───── SUPPLIED ENTRIES ─────

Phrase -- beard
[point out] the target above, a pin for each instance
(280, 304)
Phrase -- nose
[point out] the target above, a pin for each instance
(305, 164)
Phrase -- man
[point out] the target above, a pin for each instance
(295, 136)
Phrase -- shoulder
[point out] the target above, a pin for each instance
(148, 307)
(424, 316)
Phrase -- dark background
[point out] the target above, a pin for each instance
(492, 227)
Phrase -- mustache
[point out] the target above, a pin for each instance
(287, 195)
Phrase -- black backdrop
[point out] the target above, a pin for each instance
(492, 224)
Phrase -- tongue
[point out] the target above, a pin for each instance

─────

INSTRUCTIONS TO FOLLOW. Format every line of the entries above as a Markdown table with the columns "Row" and "Line", numbering rows from 1 and leaving out blank lines.

RESULT OF THE EXERCISE.
| Row | Line |
|---|---|
| 1 | Phrase -- beard |
| 2 | [point out] the target above, a pin for each instance |
| 3 | (280, 304) |
| 4 | Phrase -- nose |
| 5 | [point out] the target above, a pin for each instance |
| 6 | (305, 164) |
| 7 | Phrase -- man |
| 8 | [point out] the target above, a pin for each instance |
| 9 | (295, 136) |
| 10 | Phrase -- shoulder |
| 11 | [point out] the target above, a pin for each instance |
| 12 | (148, 307) |
| 13 | (424, 316) |
| 14 | Phrase -- dark background |
| 15 | [point out] the target above, a pin for each instance |
| 16 | (492, 227) |
| 17 | Phrase -- mustache |
| 18 | [point out] the target above, a pin for each instance |
| 19 | (287, 195) |
| 20 | Phrase -- black backdrop |
| 21 | [point out] the target above, a pin for each instance |
| 22 | (492, 224) |
| 23 | Phrase -- tongue |
| 24 | [point out] the target above, a pin for each instance |